Work to complete: Once you have located the line containing "For each instance of the high-heeled" in the material below, return it exactly along with each line after it through the line containing "For each instance of the glass partition".

Source data:
....................
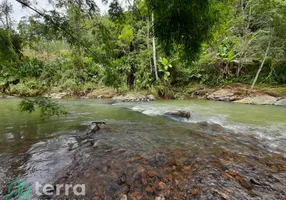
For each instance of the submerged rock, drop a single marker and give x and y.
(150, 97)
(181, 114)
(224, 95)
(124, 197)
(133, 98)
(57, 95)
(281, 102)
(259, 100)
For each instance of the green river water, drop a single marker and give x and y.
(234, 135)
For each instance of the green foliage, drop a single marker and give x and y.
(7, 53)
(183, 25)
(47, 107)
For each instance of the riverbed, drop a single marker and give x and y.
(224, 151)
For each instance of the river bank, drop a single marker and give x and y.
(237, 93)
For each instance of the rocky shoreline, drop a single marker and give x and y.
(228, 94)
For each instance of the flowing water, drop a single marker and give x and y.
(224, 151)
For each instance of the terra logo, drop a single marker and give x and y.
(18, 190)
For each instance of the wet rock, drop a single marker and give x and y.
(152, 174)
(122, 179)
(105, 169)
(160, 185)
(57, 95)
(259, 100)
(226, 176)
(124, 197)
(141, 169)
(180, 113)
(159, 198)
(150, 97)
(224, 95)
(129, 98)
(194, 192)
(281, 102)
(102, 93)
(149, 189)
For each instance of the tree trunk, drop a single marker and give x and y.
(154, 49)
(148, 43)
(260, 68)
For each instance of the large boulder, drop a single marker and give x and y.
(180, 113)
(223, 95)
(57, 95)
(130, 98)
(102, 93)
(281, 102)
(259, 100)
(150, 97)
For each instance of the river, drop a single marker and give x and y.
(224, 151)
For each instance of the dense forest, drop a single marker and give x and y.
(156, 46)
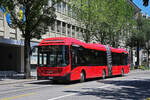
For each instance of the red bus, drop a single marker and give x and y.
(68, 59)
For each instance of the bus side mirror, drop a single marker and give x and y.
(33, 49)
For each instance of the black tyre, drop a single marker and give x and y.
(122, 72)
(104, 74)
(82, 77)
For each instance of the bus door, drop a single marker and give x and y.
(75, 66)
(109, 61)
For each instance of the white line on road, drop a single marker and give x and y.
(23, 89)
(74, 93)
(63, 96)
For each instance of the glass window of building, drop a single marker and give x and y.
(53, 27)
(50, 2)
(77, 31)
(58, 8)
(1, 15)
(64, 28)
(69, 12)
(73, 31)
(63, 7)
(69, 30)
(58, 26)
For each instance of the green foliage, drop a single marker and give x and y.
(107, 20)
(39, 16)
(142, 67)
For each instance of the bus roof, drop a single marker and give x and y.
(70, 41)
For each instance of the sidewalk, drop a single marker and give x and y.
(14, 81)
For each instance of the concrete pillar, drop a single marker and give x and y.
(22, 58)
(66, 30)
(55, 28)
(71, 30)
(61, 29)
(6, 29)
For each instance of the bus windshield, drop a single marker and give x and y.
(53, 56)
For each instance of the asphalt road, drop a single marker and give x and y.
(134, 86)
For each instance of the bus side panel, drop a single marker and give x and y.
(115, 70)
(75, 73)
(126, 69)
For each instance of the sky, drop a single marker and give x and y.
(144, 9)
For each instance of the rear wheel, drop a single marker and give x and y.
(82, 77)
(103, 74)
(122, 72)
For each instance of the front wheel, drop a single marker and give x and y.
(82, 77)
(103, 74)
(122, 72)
....................
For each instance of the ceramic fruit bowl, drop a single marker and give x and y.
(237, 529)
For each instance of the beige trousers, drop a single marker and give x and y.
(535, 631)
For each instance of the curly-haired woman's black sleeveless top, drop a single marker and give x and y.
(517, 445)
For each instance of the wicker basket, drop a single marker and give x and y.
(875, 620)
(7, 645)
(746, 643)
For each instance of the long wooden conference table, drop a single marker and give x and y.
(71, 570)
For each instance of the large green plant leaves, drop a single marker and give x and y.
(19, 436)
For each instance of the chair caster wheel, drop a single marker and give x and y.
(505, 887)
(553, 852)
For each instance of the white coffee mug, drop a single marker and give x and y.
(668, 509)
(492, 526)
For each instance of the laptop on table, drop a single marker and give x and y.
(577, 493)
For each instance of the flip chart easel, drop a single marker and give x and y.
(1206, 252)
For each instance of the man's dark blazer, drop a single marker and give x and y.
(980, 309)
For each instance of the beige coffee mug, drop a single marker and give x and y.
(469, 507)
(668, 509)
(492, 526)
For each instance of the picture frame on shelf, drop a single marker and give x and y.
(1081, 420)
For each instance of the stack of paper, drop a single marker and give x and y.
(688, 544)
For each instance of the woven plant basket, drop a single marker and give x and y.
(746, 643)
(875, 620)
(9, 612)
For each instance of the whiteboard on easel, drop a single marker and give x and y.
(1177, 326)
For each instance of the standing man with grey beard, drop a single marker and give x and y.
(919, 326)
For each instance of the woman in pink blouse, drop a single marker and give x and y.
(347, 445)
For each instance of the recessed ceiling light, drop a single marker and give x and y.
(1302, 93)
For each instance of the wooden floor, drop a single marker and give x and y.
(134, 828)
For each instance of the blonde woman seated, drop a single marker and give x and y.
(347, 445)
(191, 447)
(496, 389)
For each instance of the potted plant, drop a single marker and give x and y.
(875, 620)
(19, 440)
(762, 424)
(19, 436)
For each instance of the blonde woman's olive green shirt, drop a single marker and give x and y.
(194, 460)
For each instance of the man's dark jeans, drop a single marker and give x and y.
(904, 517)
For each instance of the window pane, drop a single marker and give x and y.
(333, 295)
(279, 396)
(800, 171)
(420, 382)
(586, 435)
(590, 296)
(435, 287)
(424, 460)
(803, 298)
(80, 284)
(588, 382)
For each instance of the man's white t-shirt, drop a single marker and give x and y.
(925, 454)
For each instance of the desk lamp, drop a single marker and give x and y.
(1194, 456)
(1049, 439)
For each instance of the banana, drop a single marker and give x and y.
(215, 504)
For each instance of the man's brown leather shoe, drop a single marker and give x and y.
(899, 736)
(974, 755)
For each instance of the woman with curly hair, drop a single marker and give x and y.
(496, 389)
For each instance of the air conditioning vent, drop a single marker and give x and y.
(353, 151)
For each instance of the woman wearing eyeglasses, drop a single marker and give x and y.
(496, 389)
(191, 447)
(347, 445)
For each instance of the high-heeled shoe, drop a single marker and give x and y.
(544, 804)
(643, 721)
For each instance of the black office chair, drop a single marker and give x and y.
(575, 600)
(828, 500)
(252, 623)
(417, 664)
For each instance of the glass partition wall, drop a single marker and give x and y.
....................
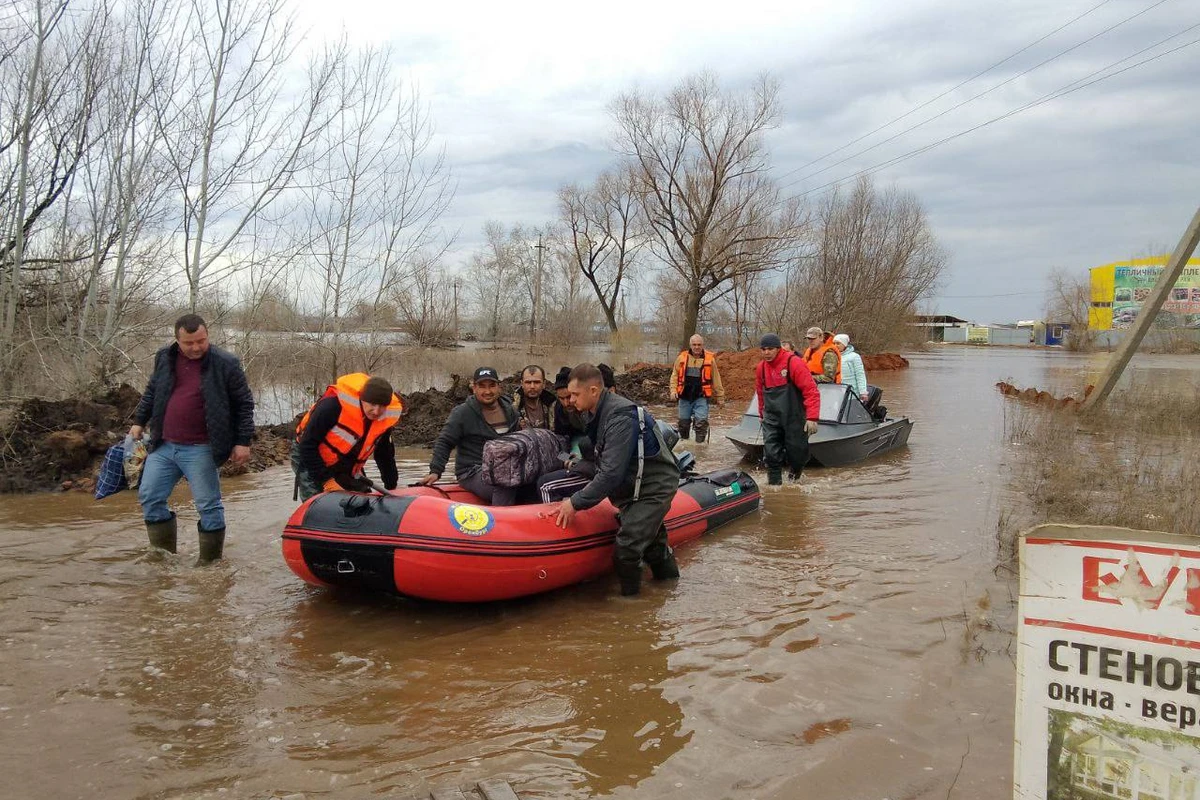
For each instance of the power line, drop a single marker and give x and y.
....................
Answer for this exercise:
For each instance of the high-heeled shoe, drop a single marker and give x and y.
(544, 804)
(643, 721)
For each instance of the black office chair, drop a single marker and give x and y.
(575, 600)
(828, 500)
(252, 623)
(417, 664)
For each instance of the glass partition wall, drop a single marker and give x and y.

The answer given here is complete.